- **Dataset rows**
---

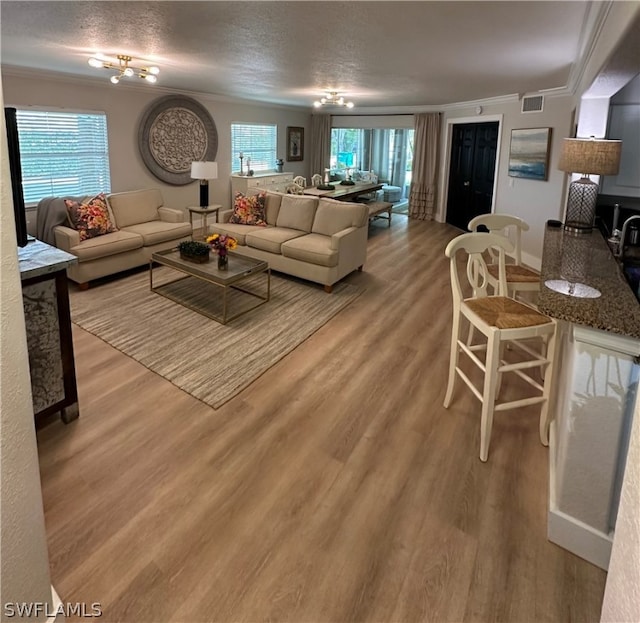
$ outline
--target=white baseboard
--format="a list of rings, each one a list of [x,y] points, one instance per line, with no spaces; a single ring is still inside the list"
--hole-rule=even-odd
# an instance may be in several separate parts
[[[613,546],[613,535],[604,534],[570,517],[558,509],[549,509],[547,538],[607,571]]]

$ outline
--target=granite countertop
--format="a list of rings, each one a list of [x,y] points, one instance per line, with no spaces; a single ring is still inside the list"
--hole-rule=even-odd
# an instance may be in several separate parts
[[[595,288],[601,296],[578,298],[545,285],[561,279]],[[640,303],[598,230],[576,235],[547,226],[540,281],[538,308],[544,314],[640,339]]]
[[[64,270],[67,266],[75,264],[78,258],[41,240],[31,240],[27,246],[18,247],[18,260],[20,278],[24,281]]]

---

Rewrite the lines above, replacing "white baseboard" with "painted baseboard" and keeping everything else the same. Omit the pictures from your answer.

$ outline
--target=painted baseboard
--format="a list of rings, each one a list of [x,y] points, one instance per line, with no spaces; a single ring is still inside the list"
--hole-rule=even-odd
# an instance may be in several separate parts
[[[613,546],[613,535],[604,534],[570,517],[558,509],[549,509],[547,538],[607,571]]]

$ outline
--target=granite countertop
--format="a list of rings, each one a list of [x,y] points, one instance per line, with no spaces; a single ring is still inside the list"
--hole-rule=even-odd
# an instance may be in several separate parts
[[[595,288],[601,296],[578,298],[545,285],[561,279]],[[640,303],[598,230],[576,235],[547,226],[540,281],[538,308],[544,314],[640,339]]]
[[[64,270],[67,266],[75,264],[78,258],[41,240],[31,240],[27,246],[18,247],[18,260],[20,278],[24,281]]]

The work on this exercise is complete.